**PASSAGE SHOWN**
Thank you for that 'helpful' reply. I have never used flac and have no idea what the output format is.


----------



## balanga (Sep 3, 2018)

ShelLuser said:


> Sometimes it really is an issue of just looking a little more careful. How about audio/flac123? From its description:



I was not aware of this version ....I installed audio/flac


----------



## Maccraft123 (Nov 26, 2018)

audio/ffmpeg


----------



## fernandel (Dec 9, 2018)

balanga said:


> Any recommendations for converting flac to mp3 files?
> 
> I did come acrorss this thread on the FreeBSD mailing list but I can't see how to convert flac to wav which is supposed to be the first step.


http://srobb.net/dvds.html
Above page help me a lot.


----------



## scottro (Dec 10, 2018)

As that page's author, though, it doesn't deal with flac to mp3. I would just try ffmpeg.
`ffmpeg -i myfile.flac myfile.mp3` 

fernandel I'm glad you've found that page helpful. I  have to do some editing on it one of these days, to try to make it less meandering, but don't know when I'll have time.


----------



## cbj (Dec 10, 2018)

As scottro suggested, ffmpeg is probably the tool you want, because it usually preserves the metadata from the flac file and transfers it to the mp3-file. Just be mindful of the bit-rate setting of ffmpeg, that I think is less than optimal by default.

But for a more simple solution, you can pipe the decoded audio directly to lame:
`flac -c -d "$infile" | lame -b 192 -h --replaygain-accurate - "$outfile"`

Transferring the metadata is an exercise using metaflac before encoding to mp3, but easy to script.

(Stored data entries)

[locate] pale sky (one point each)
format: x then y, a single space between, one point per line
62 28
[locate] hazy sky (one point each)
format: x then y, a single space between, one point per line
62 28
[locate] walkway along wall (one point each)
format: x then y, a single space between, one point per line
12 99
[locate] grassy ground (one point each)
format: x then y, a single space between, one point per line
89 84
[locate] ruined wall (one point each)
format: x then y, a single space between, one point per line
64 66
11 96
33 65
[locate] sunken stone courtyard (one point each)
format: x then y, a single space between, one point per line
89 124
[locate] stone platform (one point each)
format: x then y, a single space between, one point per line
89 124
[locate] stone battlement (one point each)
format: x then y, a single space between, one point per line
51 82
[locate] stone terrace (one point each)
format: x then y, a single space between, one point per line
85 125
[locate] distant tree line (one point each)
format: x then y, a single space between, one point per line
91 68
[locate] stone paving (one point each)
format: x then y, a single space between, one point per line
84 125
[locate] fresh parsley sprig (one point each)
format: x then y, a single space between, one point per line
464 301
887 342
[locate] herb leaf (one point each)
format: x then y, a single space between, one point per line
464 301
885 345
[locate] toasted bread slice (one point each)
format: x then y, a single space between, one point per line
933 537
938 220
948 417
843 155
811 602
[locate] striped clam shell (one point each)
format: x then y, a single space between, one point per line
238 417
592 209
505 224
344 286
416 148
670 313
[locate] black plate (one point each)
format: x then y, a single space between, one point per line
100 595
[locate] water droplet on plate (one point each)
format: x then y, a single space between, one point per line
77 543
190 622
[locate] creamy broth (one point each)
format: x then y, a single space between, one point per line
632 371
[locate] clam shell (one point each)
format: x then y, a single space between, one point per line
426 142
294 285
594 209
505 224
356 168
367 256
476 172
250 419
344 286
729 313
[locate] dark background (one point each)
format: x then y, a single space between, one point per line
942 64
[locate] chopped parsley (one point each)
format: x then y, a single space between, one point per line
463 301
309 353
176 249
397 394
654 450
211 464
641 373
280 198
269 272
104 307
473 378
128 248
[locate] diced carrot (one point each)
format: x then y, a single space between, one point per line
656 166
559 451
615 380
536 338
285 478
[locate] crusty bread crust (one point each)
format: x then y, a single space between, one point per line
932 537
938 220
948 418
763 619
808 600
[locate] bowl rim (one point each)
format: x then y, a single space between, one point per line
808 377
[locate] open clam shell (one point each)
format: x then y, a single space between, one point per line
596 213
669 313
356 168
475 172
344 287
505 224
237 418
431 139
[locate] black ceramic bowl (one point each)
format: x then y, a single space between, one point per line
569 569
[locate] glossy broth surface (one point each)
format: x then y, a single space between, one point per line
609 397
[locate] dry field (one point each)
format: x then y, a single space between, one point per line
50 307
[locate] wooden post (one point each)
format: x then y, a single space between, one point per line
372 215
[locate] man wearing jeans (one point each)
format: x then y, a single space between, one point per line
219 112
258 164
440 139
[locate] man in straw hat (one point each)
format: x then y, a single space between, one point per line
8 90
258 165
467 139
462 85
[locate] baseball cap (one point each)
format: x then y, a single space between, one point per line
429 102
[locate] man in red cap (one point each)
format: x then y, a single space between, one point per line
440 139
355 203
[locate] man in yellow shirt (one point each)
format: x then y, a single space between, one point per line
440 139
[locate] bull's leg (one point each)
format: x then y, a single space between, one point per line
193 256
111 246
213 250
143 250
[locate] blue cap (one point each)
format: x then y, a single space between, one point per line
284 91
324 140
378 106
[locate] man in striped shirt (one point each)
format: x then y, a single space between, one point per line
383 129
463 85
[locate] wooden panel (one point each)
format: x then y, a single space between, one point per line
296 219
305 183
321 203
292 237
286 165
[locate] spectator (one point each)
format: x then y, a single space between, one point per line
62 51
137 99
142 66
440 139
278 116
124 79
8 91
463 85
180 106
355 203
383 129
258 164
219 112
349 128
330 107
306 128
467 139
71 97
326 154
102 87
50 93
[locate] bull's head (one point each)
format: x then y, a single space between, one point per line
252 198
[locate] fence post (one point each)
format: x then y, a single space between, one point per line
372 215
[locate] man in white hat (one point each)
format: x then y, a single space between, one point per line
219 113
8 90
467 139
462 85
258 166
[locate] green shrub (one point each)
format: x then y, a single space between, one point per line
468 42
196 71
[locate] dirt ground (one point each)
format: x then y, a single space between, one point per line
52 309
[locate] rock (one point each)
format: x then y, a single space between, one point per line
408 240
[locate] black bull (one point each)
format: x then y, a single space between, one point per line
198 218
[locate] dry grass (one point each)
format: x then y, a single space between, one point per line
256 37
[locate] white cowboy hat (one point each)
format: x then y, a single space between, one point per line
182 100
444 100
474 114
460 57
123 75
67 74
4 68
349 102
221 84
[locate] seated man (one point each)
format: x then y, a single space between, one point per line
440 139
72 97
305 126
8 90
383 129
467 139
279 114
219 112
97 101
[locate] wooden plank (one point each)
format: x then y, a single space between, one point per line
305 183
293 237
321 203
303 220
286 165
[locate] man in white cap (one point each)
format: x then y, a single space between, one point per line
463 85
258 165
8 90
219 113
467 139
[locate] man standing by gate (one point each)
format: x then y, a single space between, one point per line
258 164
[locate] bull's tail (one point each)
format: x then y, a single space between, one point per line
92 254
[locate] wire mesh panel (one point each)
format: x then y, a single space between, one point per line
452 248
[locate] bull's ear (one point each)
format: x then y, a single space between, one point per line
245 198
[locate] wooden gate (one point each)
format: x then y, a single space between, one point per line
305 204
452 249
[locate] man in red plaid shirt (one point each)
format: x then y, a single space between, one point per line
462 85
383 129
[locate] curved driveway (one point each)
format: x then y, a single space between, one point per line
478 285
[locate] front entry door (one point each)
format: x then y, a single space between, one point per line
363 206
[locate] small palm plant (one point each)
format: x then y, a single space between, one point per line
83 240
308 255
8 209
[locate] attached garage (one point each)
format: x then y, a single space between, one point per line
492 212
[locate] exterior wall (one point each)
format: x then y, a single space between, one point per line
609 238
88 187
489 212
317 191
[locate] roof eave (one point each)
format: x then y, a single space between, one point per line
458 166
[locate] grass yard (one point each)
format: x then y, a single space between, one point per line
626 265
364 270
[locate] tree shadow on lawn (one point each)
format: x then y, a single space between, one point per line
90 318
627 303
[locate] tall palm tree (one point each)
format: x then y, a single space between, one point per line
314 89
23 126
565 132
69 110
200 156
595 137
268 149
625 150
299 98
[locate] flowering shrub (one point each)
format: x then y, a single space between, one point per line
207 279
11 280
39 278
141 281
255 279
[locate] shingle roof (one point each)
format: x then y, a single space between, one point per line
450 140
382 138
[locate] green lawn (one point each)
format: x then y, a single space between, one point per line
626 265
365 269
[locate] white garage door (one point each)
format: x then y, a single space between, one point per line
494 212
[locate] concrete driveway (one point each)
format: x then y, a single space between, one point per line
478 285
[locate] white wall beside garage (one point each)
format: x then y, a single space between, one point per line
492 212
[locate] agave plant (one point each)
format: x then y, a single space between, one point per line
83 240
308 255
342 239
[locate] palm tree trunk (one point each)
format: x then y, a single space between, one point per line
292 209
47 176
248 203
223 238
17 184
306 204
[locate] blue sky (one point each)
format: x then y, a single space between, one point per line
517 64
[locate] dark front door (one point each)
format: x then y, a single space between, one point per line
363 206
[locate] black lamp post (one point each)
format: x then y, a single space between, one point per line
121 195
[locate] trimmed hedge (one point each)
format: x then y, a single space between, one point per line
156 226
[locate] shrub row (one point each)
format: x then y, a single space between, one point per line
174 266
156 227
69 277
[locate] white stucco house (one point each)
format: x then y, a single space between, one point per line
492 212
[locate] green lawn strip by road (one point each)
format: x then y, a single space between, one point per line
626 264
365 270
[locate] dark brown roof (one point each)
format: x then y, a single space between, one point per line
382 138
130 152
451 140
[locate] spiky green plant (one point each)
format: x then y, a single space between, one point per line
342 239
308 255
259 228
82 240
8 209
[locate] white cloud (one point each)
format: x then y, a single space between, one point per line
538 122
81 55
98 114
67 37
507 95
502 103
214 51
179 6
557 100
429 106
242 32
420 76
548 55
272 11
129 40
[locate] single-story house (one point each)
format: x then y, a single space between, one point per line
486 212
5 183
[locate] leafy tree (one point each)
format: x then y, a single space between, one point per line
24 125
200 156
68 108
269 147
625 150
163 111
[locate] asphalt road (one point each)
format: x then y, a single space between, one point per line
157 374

**GIVEN REQUEST A**
Copy the stretch of the thread on converting flac to mp3 from "## scottro (Dec" through "I'll have time.".
**GIVEN REQUEST B**
Continue the thread on converting flac to mp3 with the next post after its last one.

**FINAL RESULT A**
## scottro (Dec 10, 2018)

As that page's author, though, it doesn't deal with flac to mp3. I would just try ffmpeg.
`ffmpeg -i myfile.flac myfile.mp3` 

fernandel I'm glad you've found that page helpful. I  have to do some editing on it one of these days, to try to make it less meandering, but don't know when I'll have time.

**FINAL RESULT B**
----------



## kpa (Dec 10, 2018)

The basic idea of any conversion with these compressed audio formats: source format -> uncompressed PCM (wav) -> destination format. The uncompressed PCM (wav) is the only universal format that every tool understands so the first step is always uncompressing the source file to PCM and whatever is done then is done on the uncompressed data. You don't have to store the uncompressed data into a temporary file, the example above uses piping of the uncompressed PCM into a compressor program (lame).

Do note that uncompressing a flac file doesn't lose any quality because flac is a lossless codec meaning that uncompressing a flac file will always give you back the original wav file bit by bit accurately. However as soon as you compress the uncompressed PCM output with an MP3 compressor there will be a significant loss of quality that can't be ever recovered because MP3 is by design a lossy codec.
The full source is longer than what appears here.